◆ Exercise requirements
1) List each distinct four-digit year that appears in the History section of the text on the Kuwait Land Forces, in order of first appearance.
2) Write out the passage of the text on the Kuwait Land Forces starting with "Branch of Kuwait's" and going on through "Abdullah Al-Jaber Al-Sabah.", with no change to its wording.

══ Excerpted text ══

Branch of Kuwait's military

The Kuwait Land Forces (القوات البرية الكويتية), established in 1949, is Land warfare and the oldest branch among the Armed Forces of Kuwait. Its cavalry and infantry predecessors operated in desert and metropolitan areas in 1919, 1920 and 1928 to 1938, tracing their roots directly to the cavalrymen and infantrymen that defended Al-Kout Fortress since the 19th century along with various mounted defensive forces.

== History ==

The Kuwait Army was created in 1949 by Field Marshal Sheikh Abdullah Mubarak Al-Sabah (1949–1961) during the time when its partnership was included part of the Directorate of Public Security Force in 1938 prior to splitting in 1953. As Sheikh Abdullah Mubarak Al-Sabah headed the Directorate of Public Security Force which included the Kuwait Army; the later, was headed by deputy commander Colonel Mubarak Abdullah Al-Jaber Al-Sabah.

In 1990 and 1991, during the first Gulf War, most of the equipment was seized and or destroyed by invading Iraqi forces. At that time the Kuwait military was a lot smaller.

═══
══ Data for analysis ══

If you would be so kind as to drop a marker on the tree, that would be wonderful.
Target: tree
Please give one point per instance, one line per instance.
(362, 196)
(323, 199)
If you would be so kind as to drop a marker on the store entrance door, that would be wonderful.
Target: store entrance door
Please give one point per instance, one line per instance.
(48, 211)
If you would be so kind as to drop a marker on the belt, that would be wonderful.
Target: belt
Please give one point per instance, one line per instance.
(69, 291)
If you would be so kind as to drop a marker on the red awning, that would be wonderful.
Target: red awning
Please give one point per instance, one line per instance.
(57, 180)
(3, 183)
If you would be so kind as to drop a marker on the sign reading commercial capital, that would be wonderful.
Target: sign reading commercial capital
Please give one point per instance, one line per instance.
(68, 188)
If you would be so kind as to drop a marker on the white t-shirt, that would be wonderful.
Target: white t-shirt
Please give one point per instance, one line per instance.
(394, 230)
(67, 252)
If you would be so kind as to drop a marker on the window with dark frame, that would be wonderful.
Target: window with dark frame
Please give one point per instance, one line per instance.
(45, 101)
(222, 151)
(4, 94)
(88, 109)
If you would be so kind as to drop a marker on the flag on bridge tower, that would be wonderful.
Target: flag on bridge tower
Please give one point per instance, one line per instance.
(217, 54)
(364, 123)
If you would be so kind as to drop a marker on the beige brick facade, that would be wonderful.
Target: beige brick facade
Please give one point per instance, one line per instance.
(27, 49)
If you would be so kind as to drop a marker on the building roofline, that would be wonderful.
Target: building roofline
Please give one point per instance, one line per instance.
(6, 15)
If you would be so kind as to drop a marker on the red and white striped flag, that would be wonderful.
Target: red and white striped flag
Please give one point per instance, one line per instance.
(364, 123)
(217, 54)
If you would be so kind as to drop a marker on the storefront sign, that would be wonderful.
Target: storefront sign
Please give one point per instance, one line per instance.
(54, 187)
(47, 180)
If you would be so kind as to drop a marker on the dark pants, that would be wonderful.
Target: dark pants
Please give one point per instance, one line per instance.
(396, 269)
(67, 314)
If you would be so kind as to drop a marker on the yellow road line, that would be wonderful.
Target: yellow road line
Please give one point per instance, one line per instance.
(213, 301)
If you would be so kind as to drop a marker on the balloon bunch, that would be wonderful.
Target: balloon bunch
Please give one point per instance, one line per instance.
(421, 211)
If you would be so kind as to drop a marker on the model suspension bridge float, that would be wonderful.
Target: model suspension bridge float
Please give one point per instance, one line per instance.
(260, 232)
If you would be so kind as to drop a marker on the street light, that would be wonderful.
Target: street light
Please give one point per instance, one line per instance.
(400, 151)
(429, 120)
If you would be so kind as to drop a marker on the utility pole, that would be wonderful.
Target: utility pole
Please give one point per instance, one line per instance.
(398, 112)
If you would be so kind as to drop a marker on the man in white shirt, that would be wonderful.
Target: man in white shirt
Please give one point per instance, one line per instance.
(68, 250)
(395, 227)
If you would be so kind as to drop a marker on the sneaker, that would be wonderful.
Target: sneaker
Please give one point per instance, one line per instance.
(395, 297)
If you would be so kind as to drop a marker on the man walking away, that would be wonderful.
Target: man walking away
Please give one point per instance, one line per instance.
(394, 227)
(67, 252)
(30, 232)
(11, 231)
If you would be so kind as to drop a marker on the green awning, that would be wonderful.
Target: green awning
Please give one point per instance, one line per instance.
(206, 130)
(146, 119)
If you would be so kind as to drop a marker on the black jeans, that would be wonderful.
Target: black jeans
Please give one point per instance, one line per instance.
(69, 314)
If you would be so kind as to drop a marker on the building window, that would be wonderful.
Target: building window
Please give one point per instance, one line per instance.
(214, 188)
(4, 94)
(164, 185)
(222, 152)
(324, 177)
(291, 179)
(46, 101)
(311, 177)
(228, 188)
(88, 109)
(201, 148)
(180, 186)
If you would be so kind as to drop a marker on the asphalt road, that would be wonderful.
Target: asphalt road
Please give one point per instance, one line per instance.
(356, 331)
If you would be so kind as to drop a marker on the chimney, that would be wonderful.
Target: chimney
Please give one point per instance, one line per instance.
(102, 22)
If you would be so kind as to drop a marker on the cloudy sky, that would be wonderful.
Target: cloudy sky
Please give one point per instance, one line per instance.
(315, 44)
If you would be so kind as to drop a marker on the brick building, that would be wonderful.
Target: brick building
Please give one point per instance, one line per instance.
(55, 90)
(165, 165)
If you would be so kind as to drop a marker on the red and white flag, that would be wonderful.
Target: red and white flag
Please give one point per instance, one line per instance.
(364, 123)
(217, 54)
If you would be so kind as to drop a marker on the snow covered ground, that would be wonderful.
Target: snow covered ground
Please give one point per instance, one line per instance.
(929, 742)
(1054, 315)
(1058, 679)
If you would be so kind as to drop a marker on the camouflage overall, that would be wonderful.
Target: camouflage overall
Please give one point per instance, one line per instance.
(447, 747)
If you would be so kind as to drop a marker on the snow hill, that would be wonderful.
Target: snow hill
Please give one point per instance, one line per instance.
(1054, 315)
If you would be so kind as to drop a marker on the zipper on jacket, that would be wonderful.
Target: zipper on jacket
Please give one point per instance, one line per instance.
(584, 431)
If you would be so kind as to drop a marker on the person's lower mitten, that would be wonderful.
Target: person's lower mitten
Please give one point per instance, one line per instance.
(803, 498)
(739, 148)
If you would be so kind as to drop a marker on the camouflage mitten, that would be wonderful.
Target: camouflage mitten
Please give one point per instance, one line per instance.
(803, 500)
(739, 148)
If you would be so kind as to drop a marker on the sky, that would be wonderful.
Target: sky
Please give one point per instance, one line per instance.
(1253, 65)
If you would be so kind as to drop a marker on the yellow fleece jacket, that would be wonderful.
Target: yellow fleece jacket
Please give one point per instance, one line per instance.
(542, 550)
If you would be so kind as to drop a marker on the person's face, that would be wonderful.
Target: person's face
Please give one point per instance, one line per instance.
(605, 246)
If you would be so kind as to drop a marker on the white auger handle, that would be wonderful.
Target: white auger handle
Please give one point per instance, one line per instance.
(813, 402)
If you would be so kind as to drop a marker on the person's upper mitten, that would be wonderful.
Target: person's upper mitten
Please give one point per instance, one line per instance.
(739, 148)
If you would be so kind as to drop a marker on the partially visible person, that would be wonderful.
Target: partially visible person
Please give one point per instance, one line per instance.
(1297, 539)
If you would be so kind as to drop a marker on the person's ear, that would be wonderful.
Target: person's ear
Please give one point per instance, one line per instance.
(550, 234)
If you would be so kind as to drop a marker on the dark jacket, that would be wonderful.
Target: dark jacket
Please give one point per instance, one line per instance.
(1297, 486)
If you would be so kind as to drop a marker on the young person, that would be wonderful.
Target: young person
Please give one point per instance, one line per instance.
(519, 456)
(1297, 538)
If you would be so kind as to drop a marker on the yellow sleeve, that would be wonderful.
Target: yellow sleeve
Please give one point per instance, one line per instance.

═══

◆ Answers by item
1) 1949, 1961, 1938, 1953, 1990, 1991

2)
Branch of Kuwait's military

The Kuwait Land Forces (القوات البرية الكويتية), established in 1949, is Land warfare and the oldest branch among the Armed Forces of Kuwait. Its cavalry and infantry predecessors operated in desert and metropolitan areas in 1919, 1920 and 1928 to 1938, tracing their roots directly to the cavalrymen and infantrymen that defended Al-Kout Fortress since the 19th century along with various mounted defensive forces.

== History ==

The Kuwait Army was created in 1949 by Field Marshal Sheikh Abdullah Mubarak Al-Sabah (1949–1961) during the time when its partnership was included part of the Directorate of Public Security Force in 1938 prior to splitting in 1953. As Sheikh Abdullah Mubarak Al-Sabah headed the Directorate of Public Security Force which included the Kuwait Army; the later, was headed by deputy commander Colonel Mubarak Abdullah Al-Jaber Al-Sabah.